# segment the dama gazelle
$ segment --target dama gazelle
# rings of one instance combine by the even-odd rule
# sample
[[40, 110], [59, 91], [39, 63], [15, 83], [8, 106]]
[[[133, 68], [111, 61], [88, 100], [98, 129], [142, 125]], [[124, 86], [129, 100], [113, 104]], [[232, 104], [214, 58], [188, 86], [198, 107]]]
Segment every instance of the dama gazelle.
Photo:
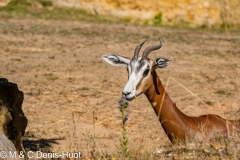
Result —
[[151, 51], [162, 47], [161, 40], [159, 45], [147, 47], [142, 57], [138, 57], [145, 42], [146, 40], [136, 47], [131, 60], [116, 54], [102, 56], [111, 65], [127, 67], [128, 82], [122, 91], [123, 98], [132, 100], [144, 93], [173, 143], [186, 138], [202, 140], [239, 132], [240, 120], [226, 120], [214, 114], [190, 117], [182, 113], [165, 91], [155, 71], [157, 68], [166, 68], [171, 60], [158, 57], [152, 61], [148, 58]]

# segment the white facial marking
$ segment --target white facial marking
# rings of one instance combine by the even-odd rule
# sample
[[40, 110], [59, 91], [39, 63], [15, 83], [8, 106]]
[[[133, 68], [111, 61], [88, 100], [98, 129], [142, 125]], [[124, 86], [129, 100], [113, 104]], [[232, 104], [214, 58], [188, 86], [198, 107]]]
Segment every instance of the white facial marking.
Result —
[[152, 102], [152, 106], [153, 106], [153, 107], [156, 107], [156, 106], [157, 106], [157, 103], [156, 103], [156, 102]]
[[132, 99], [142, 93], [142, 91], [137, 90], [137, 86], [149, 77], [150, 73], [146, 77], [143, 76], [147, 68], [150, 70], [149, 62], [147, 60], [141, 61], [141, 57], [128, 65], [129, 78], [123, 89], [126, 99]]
* * *
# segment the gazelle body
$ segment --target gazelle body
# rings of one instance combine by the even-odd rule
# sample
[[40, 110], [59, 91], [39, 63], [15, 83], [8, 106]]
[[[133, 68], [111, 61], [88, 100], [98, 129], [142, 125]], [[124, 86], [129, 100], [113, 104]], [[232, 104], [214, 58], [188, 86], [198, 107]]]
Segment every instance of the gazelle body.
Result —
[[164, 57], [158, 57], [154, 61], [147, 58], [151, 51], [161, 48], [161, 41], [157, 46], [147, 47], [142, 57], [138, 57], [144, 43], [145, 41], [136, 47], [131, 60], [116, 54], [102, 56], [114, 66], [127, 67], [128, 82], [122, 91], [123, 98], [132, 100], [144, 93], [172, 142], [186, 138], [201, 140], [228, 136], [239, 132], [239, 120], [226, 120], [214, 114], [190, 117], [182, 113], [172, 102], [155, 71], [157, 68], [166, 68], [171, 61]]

[Work task]
Identify each line of the material where the word "marking" shows up, and copy it.

[Answer to this problem]
# segment the white facial marking
$ segment --target white facial marking
Segment every instance of the white facial marking.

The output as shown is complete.